Material for the task:
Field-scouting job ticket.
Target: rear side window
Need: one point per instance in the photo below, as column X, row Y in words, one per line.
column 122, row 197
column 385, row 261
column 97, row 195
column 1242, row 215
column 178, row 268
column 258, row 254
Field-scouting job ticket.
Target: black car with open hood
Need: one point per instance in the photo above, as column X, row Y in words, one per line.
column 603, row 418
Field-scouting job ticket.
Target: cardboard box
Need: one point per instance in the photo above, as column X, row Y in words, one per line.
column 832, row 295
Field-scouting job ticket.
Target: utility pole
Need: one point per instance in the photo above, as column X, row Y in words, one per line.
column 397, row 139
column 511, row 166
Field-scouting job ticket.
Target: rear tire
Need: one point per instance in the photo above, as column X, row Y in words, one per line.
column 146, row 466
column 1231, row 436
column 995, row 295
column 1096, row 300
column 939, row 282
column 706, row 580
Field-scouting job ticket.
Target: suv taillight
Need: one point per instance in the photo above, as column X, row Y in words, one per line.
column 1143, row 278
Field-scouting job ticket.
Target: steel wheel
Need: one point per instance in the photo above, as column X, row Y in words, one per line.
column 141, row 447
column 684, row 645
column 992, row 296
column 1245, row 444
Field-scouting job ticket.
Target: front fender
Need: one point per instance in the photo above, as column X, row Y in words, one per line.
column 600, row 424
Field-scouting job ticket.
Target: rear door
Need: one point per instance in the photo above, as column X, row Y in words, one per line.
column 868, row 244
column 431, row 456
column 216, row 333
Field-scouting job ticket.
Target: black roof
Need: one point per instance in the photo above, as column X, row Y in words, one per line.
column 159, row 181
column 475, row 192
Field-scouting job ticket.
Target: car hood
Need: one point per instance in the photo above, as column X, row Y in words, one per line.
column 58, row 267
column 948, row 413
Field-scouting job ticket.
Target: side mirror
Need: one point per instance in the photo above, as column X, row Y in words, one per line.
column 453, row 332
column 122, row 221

What you need to do: Arrange every line of the listing above as a numbered list, leaving out any blank lines.

Full solution:
1. Field-scouting job ticket.
2. Target: rear side window
3. Need: one point per instance in the photo below, as column X, row Y in words, one per line.
4. column 122, row 197
5. column 385, row 261
6. column 97, row 195
7. column 1242, row 215
8. column 178, row 268
9. column 258, row 254
10. Field-scouting job ticket.
11. Target: black car with open hood
12. Need: one point per instance in the photo above, as column X, row Y in words, one per line.
13. column 603, row 418
14. Field-scouting job ticket.
15. Target: cardboard box
16. Need: one point per instance in the photo above, as column X, row Y in words, one per line.
17. column 832, row 295
18. Field-scouting job ticket.
19. Target: utility pole
20. Need: one point per instance in the photo above, as column X, row Y in words, one per line.
21. column 397, row 139
22. column 511, row 166
23. Field-scouting job ticket.
24. Target: rear tire
25. Need: one point per instance in the photo above, as column X, row Y in words, one per line.
26. column 146, row 466
27. column 1231, row 436
28. column 995, row 295
29. column 1096, row 300
30. column 939, row 282
31. column 706, row 580
32. Field-scouting job ticket.
33. Target: suv taillight
34. Need: one point per instance in the photo above, as column X, row Y in words, one per line.
35. column 1143, row 278
36. Field-scouting job ticket.
37. Target: steel wheel
38. Need: one point per instance in the photo above, as column X, row Y in words, one per line.
39. column 141, row 447
40. column 684, row 645
41. column 992, row 296
42. column 1245, row 444
43. Field-scouting job ticket.
44. Target: front fender
45. Need: one point per instance in the photo above, as column X, row Y in words, one per line.
46. column 600, row 424
47. Field-scouting job ticket.
48. Target: rear door
49. Need: one point per instance in the photo above, as column X, row Y in words, one per line.
50. column 868, row 244
51. column 431, row 456
52. column 216, row 333
53. Field-scouting job ticket.
54. Target: black roof
55. Need: one point per instance in the photo above, as column X, row Y in words, one per line.
56. column 159, row 181
57. column 475, row 192
58. Field-scouting job ticket.
59. Target: car hood
60. Need: one point per instance in the photo above, as column X, row Y in words, one per line.
61. column 58, row 267
62. column 948, row 413
63. Field-scouting job ticket.
64. Target: side mirror
65. Need: one point per instance in the photo above, as column X, row Y in words, one per line.
66. column 453, row 332
67. column 122, row 221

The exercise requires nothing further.